Reporting on Mothers to Mothers, a non-profit support group for HIV positive mothers, the Guardian’s Global Development network for professional reported that “in South Africa, mother-to-child transmission of HIV has fallen to 3.5%”.
The Guardian also tweeted this as a key fact in its article.
Is the figure correct?
3.5% figure based on a 2010 data
The Guardian’s report links to a 2015 review of South Africa’s progress in tackling HIV published by Avert, a non-profit organisation formed in 1986 to inform and educate people about HIV. It operates in southern and east Africa as well as India.
Avert cites as their source a 2011 review of South Africa’s 2007-2011 National Strategic Plan, the country’s blueprint for reducing HIV and AIDS. In turn, the review refers to a study by the South African Medical Research Council in 2010.
For 2010, researchersThe 2010 SA MRC survey looked at nearly 600 health facilities across the country, where over 10,000 babies were born. It estimated that the national mother-to-child transmission rate was 3.5%.
‘Results are unprecedented’
But the 3.5% figure is not the most recent available. In 2016, the Medical Research Council released a statement citing a new estimate.
According to the council, the number of HIV+ infants born to HIV+ mothers was estimated to be 1.4% in 2015. These findings are based on three national surveys between 2012 and 2014, led by the Medical Research Council, in partnership with key institutions like South Africa’s national department of health and UNICEF.
The press release, issued on 19 July this year, says that the “results are unprecedented” for a national programme to prevent mother-to-child transmission in a country with a high rate of HIV.
Conclusion: UK Guardian’s outdated figure incorrect
When the UK Guardian newspaper stated that “mother-to-child transmission of HIV has fallen to 3.5%”, they relied on a 2010 research.
The latest data, based on a combination of surveys, shows that the estimated transmission rate is 1.4%, less than half the figure reported by the Guardian.

---------------

§ What is required: In the fact-check on mother-to-child HIV transmission in South Africa, what transmission rate did the Medical Research Council estimate for 2015?

---------------

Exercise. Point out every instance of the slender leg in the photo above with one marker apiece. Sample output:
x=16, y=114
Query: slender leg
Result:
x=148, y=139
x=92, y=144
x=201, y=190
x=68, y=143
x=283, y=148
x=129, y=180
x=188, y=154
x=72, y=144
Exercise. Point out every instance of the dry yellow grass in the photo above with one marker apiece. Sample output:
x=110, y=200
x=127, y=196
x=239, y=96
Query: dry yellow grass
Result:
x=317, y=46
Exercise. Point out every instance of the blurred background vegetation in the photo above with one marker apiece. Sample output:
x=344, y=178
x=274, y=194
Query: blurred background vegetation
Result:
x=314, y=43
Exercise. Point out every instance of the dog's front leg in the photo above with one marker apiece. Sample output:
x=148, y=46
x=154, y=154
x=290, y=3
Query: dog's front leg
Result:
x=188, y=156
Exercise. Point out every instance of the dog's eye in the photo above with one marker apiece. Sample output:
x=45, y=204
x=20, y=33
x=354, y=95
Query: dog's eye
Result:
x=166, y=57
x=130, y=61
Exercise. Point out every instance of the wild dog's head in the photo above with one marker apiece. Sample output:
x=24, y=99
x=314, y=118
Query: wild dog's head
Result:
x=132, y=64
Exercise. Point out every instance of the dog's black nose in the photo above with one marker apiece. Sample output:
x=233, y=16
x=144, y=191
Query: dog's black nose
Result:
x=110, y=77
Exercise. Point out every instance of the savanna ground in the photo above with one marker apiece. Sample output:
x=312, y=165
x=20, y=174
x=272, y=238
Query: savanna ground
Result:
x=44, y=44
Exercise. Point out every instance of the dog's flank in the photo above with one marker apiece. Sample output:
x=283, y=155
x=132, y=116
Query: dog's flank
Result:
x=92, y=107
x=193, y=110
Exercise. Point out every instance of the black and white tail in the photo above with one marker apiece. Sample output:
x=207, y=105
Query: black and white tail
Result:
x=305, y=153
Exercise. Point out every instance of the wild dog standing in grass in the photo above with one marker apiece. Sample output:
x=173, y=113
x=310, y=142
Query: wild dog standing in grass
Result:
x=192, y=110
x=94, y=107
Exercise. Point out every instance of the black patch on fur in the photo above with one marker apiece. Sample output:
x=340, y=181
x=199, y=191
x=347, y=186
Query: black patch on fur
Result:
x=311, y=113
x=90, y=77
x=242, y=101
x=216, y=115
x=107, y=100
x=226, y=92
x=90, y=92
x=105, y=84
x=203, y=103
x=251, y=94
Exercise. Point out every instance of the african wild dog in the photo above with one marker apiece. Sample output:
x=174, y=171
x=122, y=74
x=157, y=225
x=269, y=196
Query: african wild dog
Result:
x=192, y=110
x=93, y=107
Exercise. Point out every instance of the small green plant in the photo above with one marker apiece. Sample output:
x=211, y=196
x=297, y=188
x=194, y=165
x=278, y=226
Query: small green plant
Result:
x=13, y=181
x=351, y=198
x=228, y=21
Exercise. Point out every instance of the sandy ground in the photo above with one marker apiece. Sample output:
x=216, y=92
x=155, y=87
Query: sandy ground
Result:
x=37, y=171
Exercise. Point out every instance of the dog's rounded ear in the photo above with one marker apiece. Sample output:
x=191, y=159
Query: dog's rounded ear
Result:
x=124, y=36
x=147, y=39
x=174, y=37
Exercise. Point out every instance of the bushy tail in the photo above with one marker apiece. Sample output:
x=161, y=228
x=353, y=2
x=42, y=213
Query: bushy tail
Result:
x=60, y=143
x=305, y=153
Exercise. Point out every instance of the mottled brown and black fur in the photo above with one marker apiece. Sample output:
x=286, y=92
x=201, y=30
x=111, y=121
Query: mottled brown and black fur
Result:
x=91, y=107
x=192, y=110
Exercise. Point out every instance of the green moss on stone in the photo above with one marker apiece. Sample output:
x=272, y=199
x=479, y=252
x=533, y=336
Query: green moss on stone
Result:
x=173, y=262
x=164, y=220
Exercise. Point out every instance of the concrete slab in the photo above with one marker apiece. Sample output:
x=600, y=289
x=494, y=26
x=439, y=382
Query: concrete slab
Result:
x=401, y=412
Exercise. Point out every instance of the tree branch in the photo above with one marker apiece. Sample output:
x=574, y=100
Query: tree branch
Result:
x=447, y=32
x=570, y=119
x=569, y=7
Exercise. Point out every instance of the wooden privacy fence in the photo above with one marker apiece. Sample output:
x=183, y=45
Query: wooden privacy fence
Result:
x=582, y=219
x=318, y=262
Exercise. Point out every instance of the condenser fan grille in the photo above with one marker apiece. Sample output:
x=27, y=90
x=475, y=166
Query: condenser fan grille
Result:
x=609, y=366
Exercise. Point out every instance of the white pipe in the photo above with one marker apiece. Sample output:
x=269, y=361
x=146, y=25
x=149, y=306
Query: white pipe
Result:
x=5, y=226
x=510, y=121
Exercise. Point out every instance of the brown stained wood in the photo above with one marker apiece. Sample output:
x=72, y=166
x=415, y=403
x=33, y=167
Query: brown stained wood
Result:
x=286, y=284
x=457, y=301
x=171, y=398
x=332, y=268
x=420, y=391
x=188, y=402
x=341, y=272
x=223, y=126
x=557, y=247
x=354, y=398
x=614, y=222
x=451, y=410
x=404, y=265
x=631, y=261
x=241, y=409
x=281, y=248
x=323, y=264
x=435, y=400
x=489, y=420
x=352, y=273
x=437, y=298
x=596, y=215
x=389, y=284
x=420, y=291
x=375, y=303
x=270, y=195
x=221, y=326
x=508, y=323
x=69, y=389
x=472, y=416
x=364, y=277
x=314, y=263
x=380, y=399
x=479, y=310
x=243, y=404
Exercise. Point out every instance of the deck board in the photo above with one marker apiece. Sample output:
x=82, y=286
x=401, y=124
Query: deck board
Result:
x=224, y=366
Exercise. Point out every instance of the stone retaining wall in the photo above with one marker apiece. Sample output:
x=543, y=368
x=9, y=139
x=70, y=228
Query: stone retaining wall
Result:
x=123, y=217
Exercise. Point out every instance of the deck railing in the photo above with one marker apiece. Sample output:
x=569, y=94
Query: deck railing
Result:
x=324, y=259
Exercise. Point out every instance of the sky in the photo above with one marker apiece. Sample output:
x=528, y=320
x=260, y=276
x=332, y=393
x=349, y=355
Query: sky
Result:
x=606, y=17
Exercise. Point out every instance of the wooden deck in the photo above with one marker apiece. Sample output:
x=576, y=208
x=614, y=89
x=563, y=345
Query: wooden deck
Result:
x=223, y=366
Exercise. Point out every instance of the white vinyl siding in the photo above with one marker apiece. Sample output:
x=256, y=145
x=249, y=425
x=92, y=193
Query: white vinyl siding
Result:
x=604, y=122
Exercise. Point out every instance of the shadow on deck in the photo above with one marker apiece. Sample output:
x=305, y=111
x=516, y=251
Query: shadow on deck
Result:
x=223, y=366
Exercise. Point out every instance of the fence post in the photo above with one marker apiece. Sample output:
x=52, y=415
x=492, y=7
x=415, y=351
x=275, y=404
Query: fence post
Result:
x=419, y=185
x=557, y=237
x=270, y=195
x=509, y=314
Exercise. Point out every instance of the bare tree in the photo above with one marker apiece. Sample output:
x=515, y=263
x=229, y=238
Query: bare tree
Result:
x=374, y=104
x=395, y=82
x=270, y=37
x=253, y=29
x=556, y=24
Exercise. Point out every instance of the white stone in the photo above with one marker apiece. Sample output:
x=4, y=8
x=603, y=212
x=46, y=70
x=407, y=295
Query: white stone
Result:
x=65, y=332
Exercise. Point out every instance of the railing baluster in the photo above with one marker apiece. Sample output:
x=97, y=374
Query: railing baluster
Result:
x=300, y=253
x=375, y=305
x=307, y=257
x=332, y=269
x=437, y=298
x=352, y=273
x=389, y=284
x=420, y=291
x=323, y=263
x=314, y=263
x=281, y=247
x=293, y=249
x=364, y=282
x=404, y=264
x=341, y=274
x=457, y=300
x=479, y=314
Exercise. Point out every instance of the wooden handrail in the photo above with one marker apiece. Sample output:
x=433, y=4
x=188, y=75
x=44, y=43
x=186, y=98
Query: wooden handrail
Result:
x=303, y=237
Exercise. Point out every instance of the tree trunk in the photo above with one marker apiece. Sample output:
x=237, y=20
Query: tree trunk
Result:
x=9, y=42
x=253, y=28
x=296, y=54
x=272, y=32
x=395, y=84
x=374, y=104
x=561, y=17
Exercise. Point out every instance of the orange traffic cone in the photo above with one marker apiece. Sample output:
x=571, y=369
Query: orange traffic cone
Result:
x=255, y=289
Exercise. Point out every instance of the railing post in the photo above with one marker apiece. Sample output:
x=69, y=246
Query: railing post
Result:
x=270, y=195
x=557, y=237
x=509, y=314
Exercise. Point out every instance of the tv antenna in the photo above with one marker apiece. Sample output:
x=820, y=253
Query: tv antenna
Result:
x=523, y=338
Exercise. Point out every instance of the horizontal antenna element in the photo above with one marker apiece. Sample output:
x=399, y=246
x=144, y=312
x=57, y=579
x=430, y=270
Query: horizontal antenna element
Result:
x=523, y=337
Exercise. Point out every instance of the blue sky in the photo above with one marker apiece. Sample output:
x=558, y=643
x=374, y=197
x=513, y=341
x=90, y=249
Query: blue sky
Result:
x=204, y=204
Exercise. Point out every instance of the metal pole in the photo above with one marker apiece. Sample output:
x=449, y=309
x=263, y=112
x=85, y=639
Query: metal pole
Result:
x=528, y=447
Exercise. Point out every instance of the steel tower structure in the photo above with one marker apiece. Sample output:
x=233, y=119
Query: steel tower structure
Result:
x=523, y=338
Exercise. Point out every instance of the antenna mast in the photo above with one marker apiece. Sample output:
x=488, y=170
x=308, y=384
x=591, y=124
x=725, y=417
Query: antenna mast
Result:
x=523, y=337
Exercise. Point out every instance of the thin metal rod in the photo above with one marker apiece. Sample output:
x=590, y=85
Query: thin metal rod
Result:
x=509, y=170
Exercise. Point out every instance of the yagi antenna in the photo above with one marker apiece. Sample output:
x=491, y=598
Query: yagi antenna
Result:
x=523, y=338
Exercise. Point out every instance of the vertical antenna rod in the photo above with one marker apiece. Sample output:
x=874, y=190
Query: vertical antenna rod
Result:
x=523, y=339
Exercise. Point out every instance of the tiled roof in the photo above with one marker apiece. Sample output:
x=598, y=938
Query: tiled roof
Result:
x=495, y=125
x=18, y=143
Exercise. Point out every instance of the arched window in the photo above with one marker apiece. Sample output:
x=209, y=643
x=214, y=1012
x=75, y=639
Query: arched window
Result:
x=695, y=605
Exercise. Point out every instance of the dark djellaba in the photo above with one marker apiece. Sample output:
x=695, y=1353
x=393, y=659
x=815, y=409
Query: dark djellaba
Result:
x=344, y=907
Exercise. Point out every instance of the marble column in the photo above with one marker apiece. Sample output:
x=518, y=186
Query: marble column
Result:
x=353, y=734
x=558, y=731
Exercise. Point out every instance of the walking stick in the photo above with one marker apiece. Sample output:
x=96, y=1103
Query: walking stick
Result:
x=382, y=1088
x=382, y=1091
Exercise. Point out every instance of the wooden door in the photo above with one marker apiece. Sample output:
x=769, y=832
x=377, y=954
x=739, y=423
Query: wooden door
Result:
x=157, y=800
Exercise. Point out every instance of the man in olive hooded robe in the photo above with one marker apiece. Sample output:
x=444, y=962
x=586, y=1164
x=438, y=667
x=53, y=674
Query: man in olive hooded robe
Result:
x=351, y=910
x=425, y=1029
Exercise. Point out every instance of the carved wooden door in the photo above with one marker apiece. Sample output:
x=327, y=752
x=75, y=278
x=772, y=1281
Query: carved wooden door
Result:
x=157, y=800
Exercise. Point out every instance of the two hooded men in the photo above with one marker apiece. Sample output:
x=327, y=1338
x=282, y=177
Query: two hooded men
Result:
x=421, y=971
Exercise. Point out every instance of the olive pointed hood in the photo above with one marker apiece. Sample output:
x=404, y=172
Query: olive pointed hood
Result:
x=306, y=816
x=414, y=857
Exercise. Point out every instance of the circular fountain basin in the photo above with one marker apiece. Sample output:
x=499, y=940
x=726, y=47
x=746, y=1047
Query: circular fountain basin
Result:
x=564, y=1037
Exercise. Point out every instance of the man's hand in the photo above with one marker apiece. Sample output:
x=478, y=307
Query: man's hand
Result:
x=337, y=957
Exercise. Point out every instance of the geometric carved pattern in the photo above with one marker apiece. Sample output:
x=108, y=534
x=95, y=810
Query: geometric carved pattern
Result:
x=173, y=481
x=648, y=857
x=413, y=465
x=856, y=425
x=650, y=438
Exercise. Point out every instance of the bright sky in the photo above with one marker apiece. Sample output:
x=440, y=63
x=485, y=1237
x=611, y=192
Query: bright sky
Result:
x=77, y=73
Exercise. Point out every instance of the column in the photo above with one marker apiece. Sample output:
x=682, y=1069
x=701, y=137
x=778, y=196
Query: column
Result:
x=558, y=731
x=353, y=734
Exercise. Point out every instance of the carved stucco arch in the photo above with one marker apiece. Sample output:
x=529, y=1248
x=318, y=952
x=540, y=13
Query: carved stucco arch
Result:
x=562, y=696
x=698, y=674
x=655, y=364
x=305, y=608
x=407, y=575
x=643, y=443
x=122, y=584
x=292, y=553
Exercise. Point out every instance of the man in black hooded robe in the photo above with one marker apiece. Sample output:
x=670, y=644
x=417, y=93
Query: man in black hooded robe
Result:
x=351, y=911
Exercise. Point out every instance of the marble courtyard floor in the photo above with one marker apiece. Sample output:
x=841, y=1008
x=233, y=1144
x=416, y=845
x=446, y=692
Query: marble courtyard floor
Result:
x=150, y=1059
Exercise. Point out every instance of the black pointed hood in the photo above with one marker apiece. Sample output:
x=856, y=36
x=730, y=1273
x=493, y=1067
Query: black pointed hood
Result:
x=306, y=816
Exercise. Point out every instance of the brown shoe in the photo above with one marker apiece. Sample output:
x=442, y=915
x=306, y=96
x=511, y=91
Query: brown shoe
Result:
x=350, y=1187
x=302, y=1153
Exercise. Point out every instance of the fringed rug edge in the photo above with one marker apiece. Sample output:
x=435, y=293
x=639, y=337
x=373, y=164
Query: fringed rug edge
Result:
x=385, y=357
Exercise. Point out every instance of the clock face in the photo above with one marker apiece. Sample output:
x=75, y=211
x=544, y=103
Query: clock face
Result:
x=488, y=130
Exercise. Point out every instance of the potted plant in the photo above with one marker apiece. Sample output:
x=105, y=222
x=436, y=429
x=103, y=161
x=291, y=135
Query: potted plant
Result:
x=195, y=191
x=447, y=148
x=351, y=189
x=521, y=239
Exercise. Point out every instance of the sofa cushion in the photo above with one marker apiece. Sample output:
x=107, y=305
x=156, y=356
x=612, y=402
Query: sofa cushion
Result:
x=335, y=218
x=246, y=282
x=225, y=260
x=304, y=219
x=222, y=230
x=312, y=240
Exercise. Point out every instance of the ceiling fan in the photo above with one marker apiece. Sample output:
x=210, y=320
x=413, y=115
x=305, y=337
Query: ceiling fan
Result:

---------------

§ Answer below: 1.4%